● **Exercise requirements**: Restate the listing below line for line and word for word, without the pictures.
++++ Data listing
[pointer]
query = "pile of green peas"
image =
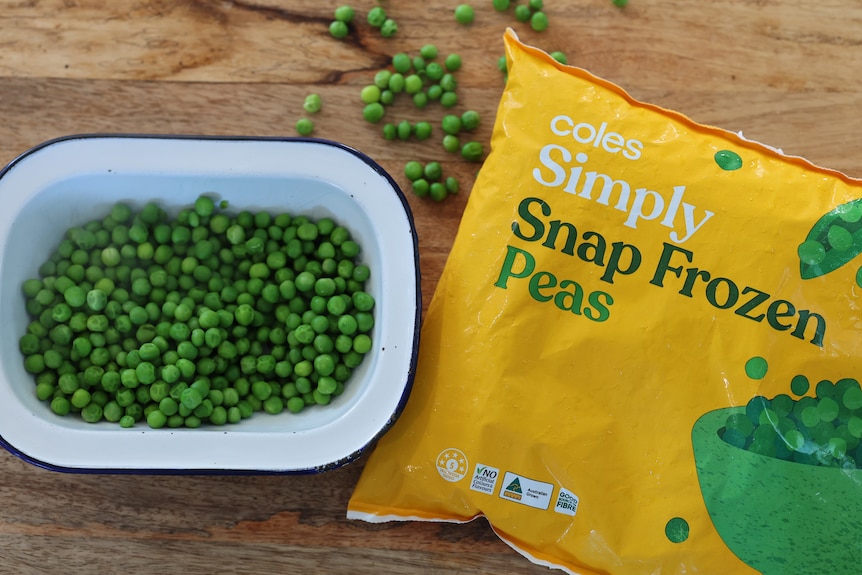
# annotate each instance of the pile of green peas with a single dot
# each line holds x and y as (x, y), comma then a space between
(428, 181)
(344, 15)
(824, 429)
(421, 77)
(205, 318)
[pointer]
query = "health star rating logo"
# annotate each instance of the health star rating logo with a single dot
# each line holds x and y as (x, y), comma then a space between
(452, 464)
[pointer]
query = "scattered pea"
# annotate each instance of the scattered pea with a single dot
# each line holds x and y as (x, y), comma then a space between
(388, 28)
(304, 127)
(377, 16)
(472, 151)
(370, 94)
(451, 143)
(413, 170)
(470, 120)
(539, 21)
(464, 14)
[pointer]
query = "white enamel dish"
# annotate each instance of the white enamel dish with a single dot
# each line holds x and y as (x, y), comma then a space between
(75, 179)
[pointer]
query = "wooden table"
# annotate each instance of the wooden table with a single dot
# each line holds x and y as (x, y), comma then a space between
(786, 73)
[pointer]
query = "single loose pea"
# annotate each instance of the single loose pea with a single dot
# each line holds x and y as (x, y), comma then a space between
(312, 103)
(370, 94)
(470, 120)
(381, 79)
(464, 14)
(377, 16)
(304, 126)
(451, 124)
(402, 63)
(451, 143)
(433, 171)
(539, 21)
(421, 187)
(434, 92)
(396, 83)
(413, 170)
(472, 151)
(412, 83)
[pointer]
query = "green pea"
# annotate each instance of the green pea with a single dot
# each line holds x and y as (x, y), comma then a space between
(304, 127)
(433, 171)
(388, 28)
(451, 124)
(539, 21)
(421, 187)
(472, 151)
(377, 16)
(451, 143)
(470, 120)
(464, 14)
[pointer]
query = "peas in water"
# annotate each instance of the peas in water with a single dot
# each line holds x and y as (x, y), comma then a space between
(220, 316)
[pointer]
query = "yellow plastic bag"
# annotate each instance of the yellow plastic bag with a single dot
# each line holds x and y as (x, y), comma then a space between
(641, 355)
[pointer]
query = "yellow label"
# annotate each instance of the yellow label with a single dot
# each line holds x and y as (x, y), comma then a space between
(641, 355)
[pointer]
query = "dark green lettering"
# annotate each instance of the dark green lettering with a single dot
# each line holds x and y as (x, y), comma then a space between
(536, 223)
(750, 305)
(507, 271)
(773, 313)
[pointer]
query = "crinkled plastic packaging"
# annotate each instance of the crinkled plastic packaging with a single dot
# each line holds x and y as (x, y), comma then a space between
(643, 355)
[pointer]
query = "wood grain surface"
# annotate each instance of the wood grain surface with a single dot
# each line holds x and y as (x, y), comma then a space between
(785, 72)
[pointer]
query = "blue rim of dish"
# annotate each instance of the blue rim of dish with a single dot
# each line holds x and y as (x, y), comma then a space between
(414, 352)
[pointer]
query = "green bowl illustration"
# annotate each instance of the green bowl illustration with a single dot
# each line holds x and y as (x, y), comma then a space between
++++++++
● **Solution for this exercise**:
[pointer]
query = "pile of green peas"
image =
# annotate each instance of the pile of green peas with a single dot
# each line holds x and y as (x, y), comma then a space between
(428, 181)
(344, 15)
(824, 429)
(421, 77)
(205, 318)
[pointer]
query = "health star rating logo"
# annotate each instance of the health star rating logo with a single dot
# each line holds x and y as (x, y), comma then a space between
(452, 464)
[pointer]
query = "scattered pea"
# annotate each instance of the scattered pea with a single dot
# each line holds x and y as (x, y), comma then a space between
(388, 28)
(304, 127)
(377, 16)
(472, 151)
(370, 94)
(451, 143)
(413, 170)
(470, 120)
(539, 21)
(464, 14)
[pointer]
query = "white enamel dish"
# annotate each instance of the white enamel dish with a single dot
# each line holds x and y as (x, y), comma then a space between
(75, 179)
[pointer]
query = "wooden table"
# annotate each instance of the wooden table with a single dot
# each line holds x and y as (x, y), comma then a space between
(786, 73)
[pointer]
query = "single loose pea"
# annotate each instance of the single loose pea with a single dot
# each line holds x and y as (x, y), comma then a space between
(312, 103)
(370, 94)
(470, 120)
(381, 79)
(464, 14)
(377, 16)
(304, 126)
(451, 124)
(402, 63)
(451, 143)
(433, 171)
(539, 21)
(421, 187)
(434, 92)
(396, 83)
(413, 170)
(472, 151)
(412, 83)
[pointer]
query = "green pea"
# annotate each instance of the green pea with a single dot
# each line holds x and y as (x, y), comma then a space between
(304, 127)
(433, 171)
(388, 28)
(451, 124)
(539, 21)
(421, 187)
(472, 151)
(377, 16)
(451, 143)
(470, 120)
(464, 14)
[pointer]
query = "peas in water"
# annotate each instance of the peas in water with a single dot
# each line holds x and y as (x, y), comma then a space between
(220, 316)
[pointer]
query = "yellow plastic bag"
# annotate each instance of the yellow plastic bag with a single dot
# each line holds x and y as (x, y), comma then a space between
(641, 355)
[pointer]
query = "yellow label"
# annotate each instance of the yellow label with a single dot
# each line holds x and y as (x, y), comma then a space between
(641, 355)
[pointer]
query = "dark green lettering"
# annotate each instance of the dark green lettering with a single dot
# each line holds x and y as (x, y), comma then a space between
(536, 223)
(750, 305)
(507, 271)
(773, 313)
[pointer]
query = "crinkled plastic packaging"
# annotate each instance of the crinkled plastic packaging with a single dot
# each line holds x and y as (x, y), comma then a space between
(643, 355)
[pointer]
query = "wood grain surface"
# annotate each instance of the wood grain surface with a single dot
# each line holds x and y as (x, y), comma then a space between
(785, 72)
[pointer]
query = "blue rim of dish"
# annotate each instance of the blue rim of dish with a single dot
# each line holds x and y as (x, y), comma then a space between
(414, 352)
[pointer]
query = "green bowl illustration"
# annotate each instance of the green bowl illustration with a single dot
# each line holds x and y as (x, y), comma then a space between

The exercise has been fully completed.